DOCUMENT EXCERPT:
- - - - -

Oil pan gasket.... hard to replace?

the911s

New member
Hey everyone... back on the forum after a long hiatus.

Problem is my ST165 smokes a lot after being driven hard (grey smoke billowing from under the hood... smells like burning oil). I think this is a leaky oil pan gasket that is leaking oil onto the pipe that's right underneath it (whatever that is) because I can see it burning off on that. I check the oil pretty often so I can tell that it's leaking but not ALL that fast. I haven't really had to add oil since I got back from school a few months ago. Nonetheless, it smells bad and it's a pain in the ass.

So I was wondering how hard it would be for me to replace the oil pan gasket, which is what the dealer told me the problem was. I have been quoted $360-500 to fix this and I really don't think it's worth it, considering it's not hurting anything, just smelling bad.

If anyone has experience with this and/or BGB scans I would really appreciate it. Thanks!
 

RedCelicaTRD

Moderator
I'm pretty sure you dont have an oil pan gasket. Mine was glued shut with silicone and I'm pretty sure yours will be too. It was a bitch to get off. You should be able to go to a local parts house and get a pan gasket but you wont be able to get one from toyota.

- - - - -

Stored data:

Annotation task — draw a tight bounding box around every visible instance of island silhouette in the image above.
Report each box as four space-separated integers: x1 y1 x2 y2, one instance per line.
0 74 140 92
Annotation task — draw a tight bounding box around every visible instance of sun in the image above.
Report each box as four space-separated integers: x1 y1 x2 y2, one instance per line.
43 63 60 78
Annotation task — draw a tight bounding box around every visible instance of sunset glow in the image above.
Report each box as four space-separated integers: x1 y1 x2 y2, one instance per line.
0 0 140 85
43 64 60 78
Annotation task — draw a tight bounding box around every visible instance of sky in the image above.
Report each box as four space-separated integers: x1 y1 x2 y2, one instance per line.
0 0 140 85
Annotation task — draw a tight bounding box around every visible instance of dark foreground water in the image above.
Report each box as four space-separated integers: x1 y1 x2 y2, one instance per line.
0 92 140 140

- - - - -

CHALLENGES:
1) In the oil pan gasket forum thread, what price range was the original poster quoted for the repair?
2) Extend the oil pan gasket forum thread, picking up after its final sentence.

IN RESPONSE:
1) $360-500.

2)
 

Gary

Moderator
Toyota use seal packing (the instant gasket). You can get it from Toyota dealer Part # 08826-00080
 

toayoztan

Moderator
hi there! I JUST replaced my oil pan gasket a month or two ago. Okay, like they were saying, get the black silicone gasket maker from Toyota. It's the BEST. You don't want to use a cork or whatever gasket. Besides, the oil pan has a groove/lip for the silicone to be placed and snugged in.

To get the oil pan off, you'll need to remove both under crossmembers. It might help to d/c the exhaust from the dp and just push it aside (the flex pipe should allow it). Otherwise, it's not TOO bad from there on. Make sure you clean up the oil pan lip VERY good. Use brass brush (brass won't hurt the aluminum) and scrub on the lip to help clean off the lips. Also, after you squeeze out the first droplets of the silicone from Toyota, you'll technically want it back up against the block in 3 minutes. No need to rush, but don't take your time either. It just helps to ensure proper seal. and when you go back up to seal, make sure there is NO oil around the lips/grooves, otherwise, you WILL have a leak still.

Goodluck! if you need pics, info or anything, just let me know. I will probably have what you need.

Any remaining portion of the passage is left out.